#### QUESTÃO A
No trecho sobre a fala de crianças autistas, o que se recomenda usar para que a criança entenda com antecedência as atividades e os lugares para onde irá?
#### QUESTÃO B
Reescreva uma parte do trecho sobre a fala de crianças autistas, trocando "professores" por "educadores". Comece nas palavras "Os pais e a" e pare depois de "de linguagem social?".

#### TRECHO SELECIONADO
========================================

Os pais e a escola contribuem imensamente com o desenvolvimento de fala e intenção comunicativa dessas crianças. O ambiente doméstico e escolar são riquíssimos em oportunidades comunicativas que demandam fala e linguagem. Momentos como banho, alimentação, brincadeiras com primos e amigos, recreio, atividades coletivas, devem ser aproveitados, dando tempo e motivo para que a criança se comunique. Pais e professores devem incentivar a criança de forma natural, sem muita pressão e sempre que uma tentativa de comunicação ocorrer, mesmo as não verbais (apontar, sorrir, se aproximar, compartilhar objetos), devem reforçar e elogiar a criança.
“(…) ao nos comunicarmos com um indivíduo autista, devemos evitar frases muito longas com muitas informações de uma vez só…”
— Fonoaudióloga Marta Falleiros Calemes
Como os pais podem incentivar as habilidades de linguagem social?
Os pais devem dar modelos adequados e incentivar a imitação dos mesmos. Por exemplo, ao chegar num lugar, cumprimentar as pessoas de forma simples e fácil de ser imitada dando oportunidade à criança para fazer o mesmo. Por vezes, as crianças precisam de um tempo maior para iniciar seu turno, portanto, esperar com paciência, pode ser o que a criança precisa. A criança deve ser preparada, com antecedência, sobre as atividades e lugares para onde irá. Recomendamos o uso de figuras que representem o lugar ou atividade a ser realizada, para auxiliar no entendimento por parte da criança, evitando assim, que esta fique agitada ou nervosa com a mudança na rotina.
Como é feito o diagnóstico? E porque ele é tão difícil? O autismo ainda é confundido com algumas doenças?

========================================

#### DADOS FORNECIDOS
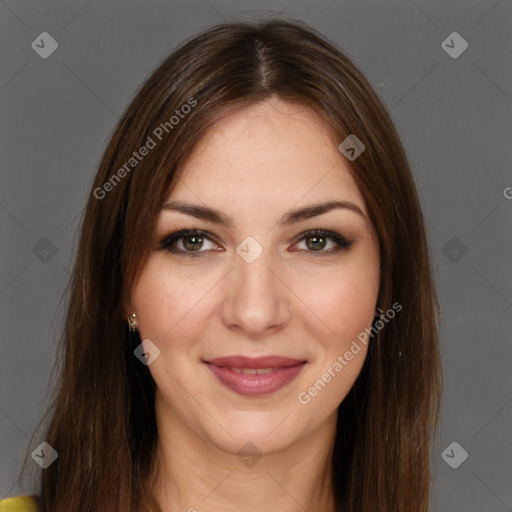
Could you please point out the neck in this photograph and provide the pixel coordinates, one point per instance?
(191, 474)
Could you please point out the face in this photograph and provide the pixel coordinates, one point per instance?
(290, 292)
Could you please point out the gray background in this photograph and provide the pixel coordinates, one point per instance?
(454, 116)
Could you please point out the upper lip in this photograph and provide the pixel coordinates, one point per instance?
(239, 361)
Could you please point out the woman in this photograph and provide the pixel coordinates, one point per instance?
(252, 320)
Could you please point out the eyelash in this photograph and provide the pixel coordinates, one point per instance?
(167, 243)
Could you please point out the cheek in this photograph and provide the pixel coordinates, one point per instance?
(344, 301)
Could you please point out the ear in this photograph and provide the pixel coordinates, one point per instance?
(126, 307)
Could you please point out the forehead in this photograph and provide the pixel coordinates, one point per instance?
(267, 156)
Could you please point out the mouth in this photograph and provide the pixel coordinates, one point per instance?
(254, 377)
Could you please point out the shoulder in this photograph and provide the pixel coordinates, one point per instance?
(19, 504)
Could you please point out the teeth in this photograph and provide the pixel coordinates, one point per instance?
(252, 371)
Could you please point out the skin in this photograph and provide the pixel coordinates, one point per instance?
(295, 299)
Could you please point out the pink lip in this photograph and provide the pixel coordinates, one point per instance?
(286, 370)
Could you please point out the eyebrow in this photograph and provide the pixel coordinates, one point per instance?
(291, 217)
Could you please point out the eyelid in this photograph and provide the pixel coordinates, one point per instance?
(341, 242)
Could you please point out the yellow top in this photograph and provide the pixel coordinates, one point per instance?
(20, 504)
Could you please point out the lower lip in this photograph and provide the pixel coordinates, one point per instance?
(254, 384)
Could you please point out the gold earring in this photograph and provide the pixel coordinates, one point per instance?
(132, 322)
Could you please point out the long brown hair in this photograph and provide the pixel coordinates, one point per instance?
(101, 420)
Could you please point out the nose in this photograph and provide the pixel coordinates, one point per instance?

========================================

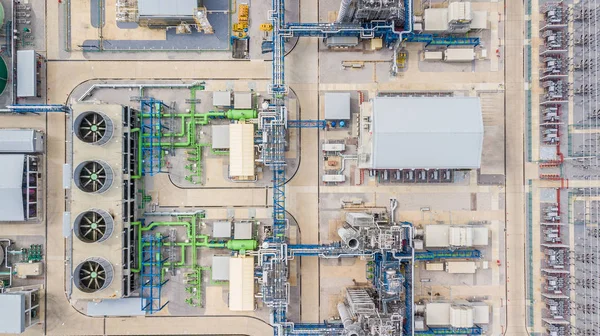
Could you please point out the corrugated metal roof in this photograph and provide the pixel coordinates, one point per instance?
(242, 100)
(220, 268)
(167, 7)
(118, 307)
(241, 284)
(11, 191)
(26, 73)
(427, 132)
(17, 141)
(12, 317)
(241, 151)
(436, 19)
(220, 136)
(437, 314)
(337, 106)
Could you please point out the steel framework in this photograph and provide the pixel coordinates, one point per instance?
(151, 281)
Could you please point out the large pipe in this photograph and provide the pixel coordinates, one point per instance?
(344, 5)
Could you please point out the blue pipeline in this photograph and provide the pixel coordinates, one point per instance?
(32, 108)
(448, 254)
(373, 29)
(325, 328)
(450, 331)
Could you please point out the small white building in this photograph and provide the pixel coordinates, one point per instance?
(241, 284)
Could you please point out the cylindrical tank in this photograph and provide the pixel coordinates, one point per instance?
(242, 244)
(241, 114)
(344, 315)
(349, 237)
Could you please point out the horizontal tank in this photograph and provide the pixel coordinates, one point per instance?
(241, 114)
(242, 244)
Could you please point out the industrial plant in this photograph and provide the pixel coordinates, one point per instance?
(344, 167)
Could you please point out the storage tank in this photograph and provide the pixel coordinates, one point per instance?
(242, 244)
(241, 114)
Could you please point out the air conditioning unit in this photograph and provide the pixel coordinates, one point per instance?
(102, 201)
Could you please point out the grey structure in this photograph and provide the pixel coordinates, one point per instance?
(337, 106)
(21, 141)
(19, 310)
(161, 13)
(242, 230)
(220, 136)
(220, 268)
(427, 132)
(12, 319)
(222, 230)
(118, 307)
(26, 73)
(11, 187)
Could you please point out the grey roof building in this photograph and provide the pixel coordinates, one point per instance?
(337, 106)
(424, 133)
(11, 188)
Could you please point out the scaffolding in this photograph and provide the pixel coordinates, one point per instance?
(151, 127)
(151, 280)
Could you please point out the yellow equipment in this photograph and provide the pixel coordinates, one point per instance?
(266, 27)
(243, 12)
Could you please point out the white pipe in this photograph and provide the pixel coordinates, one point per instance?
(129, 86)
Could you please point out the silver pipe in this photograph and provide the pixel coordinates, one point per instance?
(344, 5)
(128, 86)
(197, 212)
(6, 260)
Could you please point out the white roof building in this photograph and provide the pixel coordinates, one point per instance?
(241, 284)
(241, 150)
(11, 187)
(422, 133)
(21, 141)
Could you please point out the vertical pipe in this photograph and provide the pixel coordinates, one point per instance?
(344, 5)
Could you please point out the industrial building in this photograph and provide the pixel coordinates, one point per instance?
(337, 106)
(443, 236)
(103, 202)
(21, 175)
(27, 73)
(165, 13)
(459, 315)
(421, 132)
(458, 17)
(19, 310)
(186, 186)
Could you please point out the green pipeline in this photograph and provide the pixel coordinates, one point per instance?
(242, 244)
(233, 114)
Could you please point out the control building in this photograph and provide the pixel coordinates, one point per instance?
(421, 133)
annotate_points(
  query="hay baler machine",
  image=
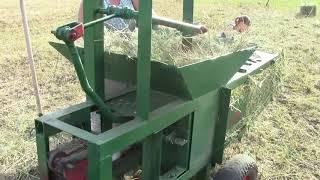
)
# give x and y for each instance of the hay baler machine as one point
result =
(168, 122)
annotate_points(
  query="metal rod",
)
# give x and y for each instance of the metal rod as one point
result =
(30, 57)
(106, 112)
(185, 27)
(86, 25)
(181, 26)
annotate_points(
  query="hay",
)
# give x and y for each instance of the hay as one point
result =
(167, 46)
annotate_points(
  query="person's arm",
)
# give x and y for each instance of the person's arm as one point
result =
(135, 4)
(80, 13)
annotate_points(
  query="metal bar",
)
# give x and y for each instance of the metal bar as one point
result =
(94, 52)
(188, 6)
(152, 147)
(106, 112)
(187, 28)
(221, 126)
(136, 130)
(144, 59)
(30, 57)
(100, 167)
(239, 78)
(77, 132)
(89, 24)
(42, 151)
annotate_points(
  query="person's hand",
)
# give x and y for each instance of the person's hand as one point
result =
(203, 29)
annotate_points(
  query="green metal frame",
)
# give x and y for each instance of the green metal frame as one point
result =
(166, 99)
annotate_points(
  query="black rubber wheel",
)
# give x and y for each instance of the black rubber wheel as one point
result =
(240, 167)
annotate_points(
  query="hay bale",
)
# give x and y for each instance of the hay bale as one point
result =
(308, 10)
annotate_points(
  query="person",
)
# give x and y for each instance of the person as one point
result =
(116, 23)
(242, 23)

========================================

#### ÁREA DE RESPOSTA A
Figuras que representem o lugar ou a atividade a ser realizada.

#### ÁREA DE RESPOSTA B
Os pais e a escola contribuem imensamente com o desenvolvimento de fala e intenção comunicativa dessas crianças. O ambiente doméstico e escolar são riquíssimos em oportunidades comunicativas que demandam fala e linguagem. Momentos como banho, alimentação, brincadeiras com primos e amigos, recreio, atividades coletivas, devem ser aproveitados, dando tempo e motivo para que a criança se comunique. Pais e educadores devem incentivar a criança de forma natural, sem muita pressão e sempre que uma tentativa de comunicação ocorrer, mesmo as não verbais (apontar, sorrir, se aproximar, compartilhar objetos), devem reforçar e elogiar a criança.
“(…) ao nos comunicarmos com um indivíduo autista, devemos evitar frases muito longas com muitas informações de uma vez só…”
— Fonoaudióloga Marta Falleiros Calemes
Como os pais podem incentivar as habilidades de linguagem social?